++++ Data for this task ++++

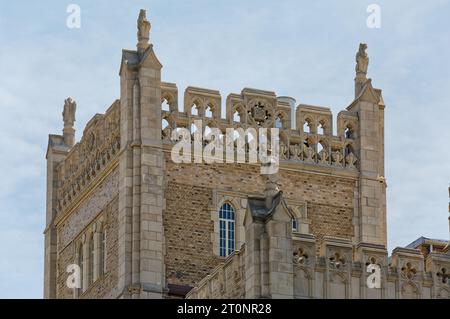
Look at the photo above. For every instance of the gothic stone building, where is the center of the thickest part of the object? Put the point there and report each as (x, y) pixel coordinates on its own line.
(140, 225)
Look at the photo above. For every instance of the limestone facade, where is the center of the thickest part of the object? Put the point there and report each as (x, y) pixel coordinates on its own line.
(140, 225)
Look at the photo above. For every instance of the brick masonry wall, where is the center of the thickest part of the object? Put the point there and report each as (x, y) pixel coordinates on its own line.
(188, 228)
(187, 218)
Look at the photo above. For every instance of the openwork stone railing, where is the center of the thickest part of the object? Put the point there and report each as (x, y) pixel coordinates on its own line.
(99, 145)
(311, 142)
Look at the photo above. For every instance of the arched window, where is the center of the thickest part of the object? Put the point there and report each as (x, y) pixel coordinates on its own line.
(194, 110)
(164, 123)
(294, 224)
(102, 253)
(80, 264)
(348, 133)
(321, 128)
(209, 111)
(226, 229)
(236, 116)
(278, 122)
(165, 105)
(91, 260)
(307, 126)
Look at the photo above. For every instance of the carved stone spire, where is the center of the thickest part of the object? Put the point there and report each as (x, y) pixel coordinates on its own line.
(143, 33)
(272, 188)
(362, 64)
(70, 107)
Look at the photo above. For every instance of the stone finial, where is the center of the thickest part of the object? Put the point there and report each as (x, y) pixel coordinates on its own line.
(70, 107)
(143, 34)
(362, 59)
(272, 188)
(362, 64)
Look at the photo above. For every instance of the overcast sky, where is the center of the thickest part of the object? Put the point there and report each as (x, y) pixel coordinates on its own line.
(303, 49)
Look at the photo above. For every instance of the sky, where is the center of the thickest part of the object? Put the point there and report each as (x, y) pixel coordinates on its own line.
(303, 49)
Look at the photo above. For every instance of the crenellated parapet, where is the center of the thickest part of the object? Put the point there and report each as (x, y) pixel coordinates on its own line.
(311, 142)
(98, 147)
(341, 270)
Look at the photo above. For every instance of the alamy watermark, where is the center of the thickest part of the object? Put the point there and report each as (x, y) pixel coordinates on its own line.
(73, 20)
(374, 19)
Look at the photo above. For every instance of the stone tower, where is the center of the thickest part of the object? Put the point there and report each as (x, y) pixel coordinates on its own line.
(124, 220)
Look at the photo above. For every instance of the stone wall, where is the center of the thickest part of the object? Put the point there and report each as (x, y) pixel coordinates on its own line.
(190, 208)
(102, 204)
(409, 276)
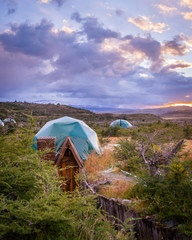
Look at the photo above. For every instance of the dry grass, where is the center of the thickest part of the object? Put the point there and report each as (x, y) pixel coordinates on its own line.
(117, 189)
(96, 163)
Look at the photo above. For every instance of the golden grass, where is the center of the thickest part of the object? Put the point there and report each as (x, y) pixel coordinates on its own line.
(117, 189)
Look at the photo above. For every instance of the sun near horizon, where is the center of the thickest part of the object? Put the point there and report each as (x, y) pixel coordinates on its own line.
(171, 105)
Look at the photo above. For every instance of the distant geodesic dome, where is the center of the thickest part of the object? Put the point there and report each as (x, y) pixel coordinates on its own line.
(83, 137)
(121, 123)
(9, 120)
(1, 123)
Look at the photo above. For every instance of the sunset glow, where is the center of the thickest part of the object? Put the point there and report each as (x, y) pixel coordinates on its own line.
(97, 54)
(181, 104)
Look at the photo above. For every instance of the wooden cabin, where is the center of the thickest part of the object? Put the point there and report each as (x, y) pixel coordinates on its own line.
(67, 159)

++++

■ **Exercise directions**
Could you write the entries out again exactly, without their pictures?

■ **Answer area**
Look at the photo above. For every instance of the gothic stone building, where is the center of the thickest part of the object? Put the point there and report each as (x, y) pixel coordinates on its own line.
(140, 225)
Look at the photo above. For every instance of the limestone facade, where is the center of the thickest part of the object? Put the point there and report each as (x, y) pixel coordinates on its own line.
(140, 225)
Look at the photo above. For every instance of the brick masonry wall, where is the center of the thickest part of the object? Put the point there and report each as (x, y) pixel coordinates on its own line.
(188, 228)
(187, 218)
Look at the photo above. For every instance of the openwork stone railing, where is the center of the thickest part of the object? Put the point there and report each as (x, y) pixel coordinates on its own line.
(99, 145)
(311, 142)
Look at the photo above. For every instance of the arched window, where is the center of the thickest part of the object? Put the point there and report each as (x, y) pixel coordinates on its own line.
(194, 110)
(164, 123)
(294, 224)
(102, 253)
(80, 264)
(348, 133)
(321, 128)
(209, 111)
(226, 229)
(236, 116)
(278, 122)
(165, 105)
(91, 260)
(307, 126)
Look at the photo above. For every instance of the carved stone spire, where is the center of the thickest part of the object? Put the point there and report each as (x, y) pixel coordinates on its own line.
(143, 33)
(272, 188)
(362, 64)
(70, 107)
Look at the photo above. For every instance of the stone finial, where is the center of the thickest part of the object? Put the point there and report each as (x, y) pixel coordinates on its own line.
(70, 107)
(143, 34)
(362, 59)
(272, 188)
(362, 64)
Look at the photo above. For every instance of the overcast sky, where is the center of the thickest part of the object? Put the point there and report each as (x, y) pixel coordinates on its own line.
(303, 49)
Look at the photo above. For every instance of the sky, where is the center of the thickest part of the object? Put the point there and report each as (x, y) pixel coordinates on its own line.
(303, 49)
Look at the photo above. For every instance of the crenellated parapet, where is the center of the thickest part of the object? Put the point there and report each as (x, y) pixel coordinates on its own line.
(311, 142)
(98, 147)
(341, 270)
Look at the photo above. For every instance of the alamy watermark, where is the center of the thickest part of the object? Put the point there and report each as (x, y) pixel coordinates on its own line.
(73, 20)
(374, 19)
Look at the photo above. For every instance of the stone tower, where is the center of the thickest part of the object? Put the point there and report each as (x, y) pixel coordinates on its own line.
(124, 220)
Look at the photo above. For every instance of the stone wall, where is the center of the thickest part of the object? Put the point there and report each as (x, y) pixel coordinates on its own line.
(190, 208)
(102, 204)
(409, 276)
Look at the photo above. For every instance of the dry grass, where is the center of the thickest part of the object? Put the point there and report each as (x, y) pixel coordinates on its own line.
(117, 189)
(96, 163)
Look at the photo above. For every instance of the golden grass, where is the center of the thickest part of the object? Put the point there and report each as (x, y) pixel coordinates on its own line.
(117, 189)
Look at the photo above. For every instance of the sun near horizon, where is the center of the thickest part of the object? Put the point there and report each as (x, y) pixel coordinates on its own line.
(171, 105)
Look at the photo above. For every instance of the distant geodesic dome, where is the center of the thickest part of the object? Put the point there and report each as (x, y) pixel coordinates on its own line.
(83, 137)
(121, 123)
(9, 120)
(1, 123)
Look at the photo above. For every instance of the sunset glow, where is the center of the thickest part of the object? Put the point there and report each as (x, y) pixel coordinates on its own line.
(97, 54)
(181, 104)
Look at the photo above. For every instance of the wooden cabin, where is the center of the thickest part of the object? Put the point there and report each as (x, y) pixel coordinates on its own line.
(67, 159)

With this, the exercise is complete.